Task instructions: Write out the material below again, unchanged.

(Point labeling dataset excerpts)
_ _ _ _ _
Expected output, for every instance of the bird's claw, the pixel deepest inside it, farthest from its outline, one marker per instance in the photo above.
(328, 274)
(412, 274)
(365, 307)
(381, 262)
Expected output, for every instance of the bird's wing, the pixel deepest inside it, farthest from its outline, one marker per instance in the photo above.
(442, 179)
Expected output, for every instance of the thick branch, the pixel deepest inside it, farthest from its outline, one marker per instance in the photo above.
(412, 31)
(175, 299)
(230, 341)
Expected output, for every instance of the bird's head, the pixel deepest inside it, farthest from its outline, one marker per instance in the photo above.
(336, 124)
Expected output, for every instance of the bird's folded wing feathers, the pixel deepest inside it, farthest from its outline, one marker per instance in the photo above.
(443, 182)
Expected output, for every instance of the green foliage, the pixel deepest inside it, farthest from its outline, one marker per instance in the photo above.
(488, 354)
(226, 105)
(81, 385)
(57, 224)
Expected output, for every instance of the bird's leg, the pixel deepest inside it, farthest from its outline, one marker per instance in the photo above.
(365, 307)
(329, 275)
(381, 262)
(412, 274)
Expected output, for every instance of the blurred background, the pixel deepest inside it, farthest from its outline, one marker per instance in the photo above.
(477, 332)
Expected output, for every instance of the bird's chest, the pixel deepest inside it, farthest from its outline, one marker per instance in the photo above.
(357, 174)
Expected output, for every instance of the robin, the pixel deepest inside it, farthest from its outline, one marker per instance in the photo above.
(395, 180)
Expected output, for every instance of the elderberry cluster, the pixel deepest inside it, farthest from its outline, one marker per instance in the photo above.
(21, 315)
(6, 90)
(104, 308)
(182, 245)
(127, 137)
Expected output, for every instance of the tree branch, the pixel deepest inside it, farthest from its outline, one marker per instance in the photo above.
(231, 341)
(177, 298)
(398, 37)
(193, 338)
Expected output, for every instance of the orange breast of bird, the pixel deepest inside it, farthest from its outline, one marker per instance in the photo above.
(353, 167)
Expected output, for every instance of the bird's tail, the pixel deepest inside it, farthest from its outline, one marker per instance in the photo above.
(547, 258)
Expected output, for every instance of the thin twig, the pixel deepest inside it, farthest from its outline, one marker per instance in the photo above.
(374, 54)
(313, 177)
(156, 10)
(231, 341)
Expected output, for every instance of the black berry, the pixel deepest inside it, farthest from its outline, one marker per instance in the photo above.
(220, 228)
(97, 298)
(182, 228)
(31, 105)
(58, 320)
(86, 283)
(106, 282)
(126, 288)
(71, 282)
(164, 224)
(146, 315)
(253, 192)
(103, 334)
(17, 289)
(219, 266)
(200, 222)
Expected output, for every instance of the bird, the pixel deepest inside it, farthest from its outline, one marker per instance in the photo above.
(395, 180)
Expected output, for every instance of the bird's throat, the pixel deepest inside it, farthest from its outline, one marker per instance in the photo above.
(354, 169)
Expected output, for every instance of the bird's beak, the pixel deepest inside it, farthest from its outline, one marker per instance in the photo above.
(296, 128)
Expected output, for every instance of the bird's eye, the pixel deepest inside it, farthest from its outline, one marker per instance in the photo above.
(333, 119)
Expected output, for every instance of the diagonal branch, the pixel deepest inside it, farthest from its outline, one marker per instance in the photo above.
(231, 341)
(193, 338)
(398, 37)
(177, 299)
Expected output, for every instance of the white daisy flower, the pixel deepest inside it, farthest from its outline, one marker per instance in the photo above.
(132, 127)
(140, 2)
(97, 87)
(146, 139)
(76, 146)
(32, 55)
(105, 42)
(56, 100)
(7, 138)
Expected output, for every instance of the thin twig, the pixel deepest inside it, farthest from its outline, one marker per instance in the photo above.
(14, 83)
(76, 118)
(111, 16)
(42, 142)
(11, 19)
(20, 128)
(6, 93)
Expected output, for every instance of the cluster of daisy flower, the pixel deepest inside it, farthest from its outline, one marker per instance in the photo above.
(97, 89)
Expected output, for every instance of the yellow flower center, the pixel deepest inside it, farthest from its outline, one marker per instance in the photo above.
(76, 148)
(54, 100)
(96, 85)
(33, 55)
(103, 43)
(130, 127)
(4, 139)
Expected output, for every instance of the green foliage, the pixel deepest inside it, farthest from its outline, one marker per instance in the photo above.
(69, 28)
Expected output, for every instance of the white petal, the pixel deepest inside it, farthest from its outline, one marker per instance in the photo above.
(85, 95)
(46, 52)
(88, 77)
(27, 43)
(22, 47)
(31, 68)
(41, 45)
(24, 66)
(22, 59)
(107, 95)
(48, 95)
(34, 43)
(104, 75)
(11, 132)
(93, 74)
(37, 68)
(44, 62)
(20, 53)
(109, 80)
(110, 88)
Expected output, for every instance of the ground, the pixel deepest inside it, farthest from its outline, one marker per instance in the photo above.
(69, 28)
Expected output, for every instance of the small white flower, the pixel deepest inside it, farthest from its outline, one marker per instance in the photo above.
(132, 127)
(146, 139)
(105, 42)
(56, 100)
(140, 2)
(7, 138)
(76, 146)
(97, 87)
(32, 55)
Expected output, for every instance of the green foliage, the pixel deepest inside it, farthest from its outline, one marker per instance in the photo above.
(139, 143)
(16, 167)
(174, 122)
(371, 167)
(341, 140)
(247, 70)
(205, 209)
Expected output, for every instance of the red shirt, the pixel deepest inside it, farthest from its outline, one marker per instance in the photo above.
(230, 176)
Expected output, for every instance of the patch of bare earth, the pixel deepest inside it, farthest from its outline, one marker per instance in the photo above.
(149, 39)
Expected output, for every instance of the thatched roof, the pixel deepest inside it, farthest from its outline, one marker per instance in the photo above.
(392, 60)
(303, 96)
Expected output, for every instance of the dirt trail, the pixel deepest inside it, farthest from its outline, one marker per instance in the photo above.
_ _ _ _ _
Problem solution:
Expected output, for every instance of the bird's claw, the pixel deepest inside it, farthest from its outline, one marker per instance in the photo above.
(328, 274)
(412, 274)
(365, 307)
(381, 262)
Expected output, for every instance of the bird's wing, the pixel deepest inside it, farthest from its outline, one marker per instance in the photo above.
(442, 179)
Expected output, for every instance of the thick branch, the pixel deepest inside it, farthest from its outline, one marker per instance in the photo above.
(412, 31)
(175, 299)
(230, 341)
Expected output, for every instance of the bird's head, the pixel deepest inside it, farthest from its outline, one marker per instance in the photo above.
(336, 124)
Expected output, for every instance of the bird's folded wing feathers, the pixel deepest inside it, farthest from its outline, one marker per instance in the photo above.
(443, 182)
Expected output, for every instance of the green foliage, the pixel deepest inside it, farthest from its outline, one marker per instance in the photo above.
(488, 354)
(226, 105)
(81, 385)
(57, 224)
Expected output, for every instance of the bird's leg, the pixel deepest inside it, farthest from its outline, one marker per instance in the photo above.
(365, 307)
(329, 275)
(381, 262)
(412, 274)
Expected output, for every instance of the blurred background, the pixel deepest inside it, farthest from its outline, one marker per instance in the photo above.
(477, 332)
Expected output, for every instance of the bird's chest, the pixel deepest inside it, farthest from its outline, one marker per instance in the photo above.
(357, 174)
Expected output, for every instance of the robin, the pixel deepest inside it, farthest from its outline, one marker per instance in the photo above.
(395, 180)
Expected output, for every instance of the elderberry cluster, the pixel deepest inside it, farthest from its outline, one marker per instance in the photo above.
(21, 315)
(6, 90)
(104, 308)
(182, 245)
(127, 137)
Expected output, for every instance of the tree branch, the pixel deepest inside it, farthest from its outline, one marker per instance in the photo above.
(231, 341)
(177, 298)
(398, 37)
(193, 338)
Expected output, for every instance of the orange breast of bird, the pixel deepest inside it, farthest from its outline, one marker per instance in the photo above.
(353, 167)
Expected output, for every instance of the bird's tail, the pixel deepest inside it, farthest from its outline, one marker per instance in the photo above.
(547, 258)
Expected output, for every instance of the thin twig, the pixel deepest inside it, farthest from its outline, one marker per instance in the photo above.
(374, 54)
(313, 177)
(156, 10)
(231, 341)
Expected output, for every instance of the black berry, the pixel deepest inside it, farthest from its outline, one marker per instance in the photo above.
(220, 228)
(97, 298)
(182, 228)
(31, 105)
(58, 320)
(86, 283)
(106, 282)
(126, 288)
(71, 282)
(164, 224)
(146, 315)
(253, 192)
(103, 334)
(17, 289)
(219, 266)
(200, 222)
Expected output, for every instance of the bird, the pixel deepest inside it, farthest from its outline, one marker per instance in the photo above.
(395, 180)
Expected output, for every instance of the bird's throat, the pixel deepest inside it, farthest from its outline, one marker per instance in the photo above.
(354, 169)
Expected output, for every instance of the bird's beak, the pixel deepest inside it, farthest from its outline, one marker per instance in the photo above.
(296, 128)
Expected output, for every instance of the bird's eye, the pixel deepest inside it, farthest from its outline, one marker per instance in the photo above.
(333, 119)
Expected output, for every instance of the diagonal branch, the pixel deepest inside it, farthest from its outline, one marker per instance in the photo above.
(231, 341)
(193, 338)
(398, 37)
(177, 299)
Expected output, for every instance of the white daisy flower, the pixel deepest inside it, farthest from its outline, one marker per instance in the photo above.
(132, 127)
(140, 2)
(97, 87)
(146, 139)
(76, 146)
(32, 55)
(105, 42)
(56, 100)
(7, 138)
Expected output, for every instance of the thin twig, the pixel deepest inside it, farthest from its outline, one marker per instance in the photo above.
(14, 83)
(76, 118)
(111, 16)
(42, 142)
(11, 19)
(20, 128)
(6, 93)
Expected output, for every instance of the cluster of daisy flower, the pixel deepest inside it, farthest from its outline, one marker per instance in the photo above.
(97, 89)
Expected output, for every instance of the yellow flower center, the pixel deepest inside it, farthest from its outline, one marker per instance in the photo above.
(76, 148)
(54, 100)
(96, 85)
(33, 55)
(103, 43)
(130, 127)
(4, 139)
Expected output, for every instance of the green foliage, the pixel deepest inside it, farthest from its outline, one marker per instance in the photo above.
(69, 28)
Expected output, for every instance of the white petal, the pixel deepest inside it, farthest from its outline, one marker per instance in the photo above.
(85, 95)
(46, 52)
(88, 77)
(27, 43)
(22, 47)
(31, 68)
(41, 45)
(24, 66)
(22, 59)
(107, 95)
(48, 95)
(34, 43)
(104, 75)
(11, 132)
(93, 74)
(37, 68)
(44, 62)
(20, 53)
(109, 80)
(110, 88)
Expected output, for every instance of the ground, the pixel deepest inside it, farthest from its outline, one marker per instance in the photo above.
(69, 28)
Expected output, for every instance of the small white flower, the pixel deepest inside it, farthest from its outline, one marker per instance in the photo above.
(132, 127)
(146, 139)
(105, 42)
(56, 100)
(140, 2)
(7, 138)
(76, 146)
(97, 87)
(32, 55)
Expected output, for every instance of the green foliage, the pixel deepest inside it, farthest from its outline, one marker per instance in the photo above.
(139, 143)
(16, 167)
(174, 122)
(371, 167)
(341, 140)
(247, 70)
(205, 209)
Expected output, for every instance of the red shirt, the pixel deepest inside it, farthest from its outline, one marker per instance in the photo above.
(230, 176)
Expected output, for every instance of the patch of bare earth, the pixel deepest inside it, farthest from its outline, one marker per instance in the photo above.
(149, 39)
Expected output, for every instance of the thatched roof, the pixel deepest inside it, farthest from its outline, one marker per instance in the photo above.
(392, 60)
(303, 96)
Expected output, for every instance of the dirt trail, the pixel deepest inside it, farthest from its outline, one marker per instance in the photo above.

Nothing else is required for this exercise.